-- START OF DATASET EXCERPTS --
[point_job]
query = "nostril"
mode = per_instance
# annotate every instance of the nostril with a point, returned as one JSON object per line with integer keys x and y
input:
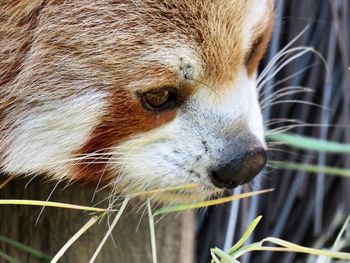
{"x": 239, "y": 170}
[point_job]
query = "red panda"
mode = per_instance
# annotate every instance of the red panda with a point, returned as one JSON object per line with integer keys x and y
{"x": 133, "y": 94}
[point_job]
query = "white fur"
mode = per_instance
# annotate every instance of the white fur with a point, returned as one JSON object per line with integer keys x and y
{"x": 255, "y": 16}
{"x": 174, "y": 154}
{"x": 51, "y": 133}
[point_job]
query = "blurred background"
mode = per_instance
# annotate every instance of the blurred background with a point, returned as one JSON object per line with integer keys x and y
{"x": 305, "y": 91}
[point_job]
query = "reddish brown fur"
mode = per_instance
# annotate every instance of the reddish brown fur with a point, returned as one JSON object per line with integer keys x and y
{"x": 47, "y": 47}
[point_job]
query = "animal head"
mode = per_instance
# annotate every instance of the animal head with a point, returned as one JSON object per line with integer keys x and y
{"x": 134, "y": 95}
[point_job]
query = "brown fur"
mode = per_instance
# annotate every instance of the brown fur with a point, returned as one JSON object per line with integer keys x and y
{"x": 52, "y": 49}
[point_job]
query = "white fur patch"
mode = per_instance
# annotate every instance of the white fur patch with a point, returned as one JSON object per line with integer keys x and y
{"x": 255, "y": 16}
{"x": 183, "y": 151}
{"x": 45, "y": 136}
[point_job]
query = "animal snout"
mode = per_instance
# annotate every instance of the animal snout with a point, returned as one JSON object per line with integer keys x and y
{"x": 240, "y": 169}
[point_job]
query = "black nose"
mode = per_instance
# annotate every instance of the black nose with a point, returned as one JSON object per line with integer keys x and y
{"x": 240, "y": 169}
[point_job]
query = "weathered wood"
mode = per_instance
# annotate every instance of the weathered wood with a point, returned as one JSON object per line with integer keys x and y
{"x": 174, "y": 232}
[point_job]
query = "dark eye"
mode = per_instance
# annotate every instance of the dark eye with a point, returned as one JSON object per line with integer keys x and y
{"x": 160, "y": 99}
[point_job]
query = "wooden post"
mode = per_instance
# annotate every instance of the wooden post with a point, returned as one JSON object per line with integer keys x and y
{"x": 174, "y": 233}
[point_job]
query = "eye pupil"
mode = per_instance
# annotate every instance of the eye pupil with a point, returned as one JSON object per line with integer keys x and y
{"x": 159, "y": 100}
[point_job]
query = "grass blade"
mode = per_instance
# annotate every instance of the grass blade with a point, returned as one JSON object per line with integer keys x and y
{"x": 311, "y": 144}
{"x": 178, "y": 208}
{"x": 309, "y": 168}
{"x": 8, "y": 258}
{"x": 224, "y": 256}
{"x": 169, "y": 189}
{"x": 306, "y": 250}
{"x": 74, "y": 238}
{"x": 152, "y": 232}
{"x": 114, "y": 223}
{"x": 245, "y": 236}
{"x": 50, "y": 204}
{"x": 36, "y": 253}
{"x": 341, "y": 233}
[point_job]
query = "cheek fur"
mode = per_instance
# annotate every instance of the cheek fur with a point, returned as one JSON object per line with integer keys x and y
{"x": 124, "y": 118}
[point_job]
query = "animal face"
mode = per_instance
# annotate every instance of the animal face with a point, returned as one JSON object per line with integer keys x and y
{"x": 135, "y": 95}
-- END OF DATASET EXCERPTS --
● THE TASK: Retype each line of the listing above word for word. Exclude the pictures.

● ANSWER TO THE EXERCISE:
[point_job]
query = "nostril"
mode = per_instance
# annotate every instance of the nostril with a point, returned as one JSON object per line with integer keys x and y
input:
{"x": 239, "y": 170}
[point_job]
query = "red panda"
mode = per_instance
# annotate every instance of the red panda with a point, returned as one JSON object per line with integer keys x and y
{"x": 133, "y": 94}
[point_job]
query = "white fur"
mode = per_instance
# annotate every instance of the white fur with a point, returned as one JSON object per line with integer keys x and y
{"x": 255, "y": 16}
{"x": 174, "y": 154}
{"x": 51, "y": 133}
[point_job]
query = "blurred background"
mode = per_instance
# annotate every instance of the blurred background with a point, returned as one JSON object per line with integer keys x and y
{"x": 305, "y": 91}
[point_job]
query = "reddish brown fur"
mode = per_instance
# annotate every instance of the reddish brown fur with a point, returned as one JSON object per line with integer keys x and y
{"x": 47, "y": 47}
[point_job]
query = "animal head"
mode = per_instance
# annotate every instance of the animal head with a point, returned as one JSON object per line with integer keys x and y
{"x": 134, "y": 95}
[point_job]
query = "brown fur"
mode = per_instance
# annotate every instance of the brown fur with a point, returned as one JSON object per line with integer keys x and y
{"x": 52, "y": 49}
[point_job]
query = "white fur patch"
mode = per_instance
# annotate every instance of the white fur patch with a point, returned as one JSON object per line with integer keys x and y
{"x": 255, "y": 16}
{"x": 183, "y": 151}
{"x": 45, "y": 136}
[point_job]
query = "animal snout"
mode = per_instance
# annotate every instance of the animal snout with a point, returned as one JSON object per line with integer keys x and y
{"x": 240, "y": 169}
[point_job]
query = "black nose"
mode = per_instance
# annotate every instance of the black nose with a point, returned as one JSON object per line with integer keys x and y
{"x": 240, "y": 169}
[point_job]
query = "weathered wood"
mode = per_instance
# annotate every instance of the weathered wood with a point, returned as one JSON object per line with integer keys x and y
{"x": 174, "y": 232}
[point_job]
query = "dark eye"
mode = per_instance
# annotate every instance of the dark eye with a point, returned as one JSON object per line with integer keys x and y
{"x": 160, "y": 99}
[point_job]
query = "wooden post"
mode = per_instance
# annotate every instance of the wooden post with a point, returned as one JSON object per line with integer keys x and y
{"x": 174, "y": 233}
[point_job]
query = "eye pupil"
mode = per_instance
# annotate every instance of the eye pupil with a point, returned as one JSON object per line with integer keys x and y
{"x": 159, "y": 100}
[point_job]
query = "grass blade"
mode = per_instance
# annotate every instance of the grass blade with a point, returned as one JSON object per line with integer keys x and y
{"x": 311, "y": 144}
{"x": 178, "y": 208}
{"x": 309, "y": 168}
{"x": 8, "y": 258}
{"x": 224, "y": 256}
{"x": 169, "y": 189}
{"x": 306, "y": 250}
{"x": 74, "y": 238}
{"x": 152, "y": 232}
{"x": 114, "y": 223}
{"x": 245, "y": 236}
{"x": 50, "y": 204}
{"x": 36, "y": 253}
{"x": 341, "y": 233}
[point_job]
query = "cheek fur"
mode = per_instance
# annotate every instance of the cheek fur with a point, returned as one JSON object per line with integer keys x and y
{"x": 124, "y": 118}
[point_job]
query = "animal face"
mode = per_instance
# annotate every instance of the animal face with a point, returned as one JSON object per line with integer keys x and y
{"x": 135, "y": 95}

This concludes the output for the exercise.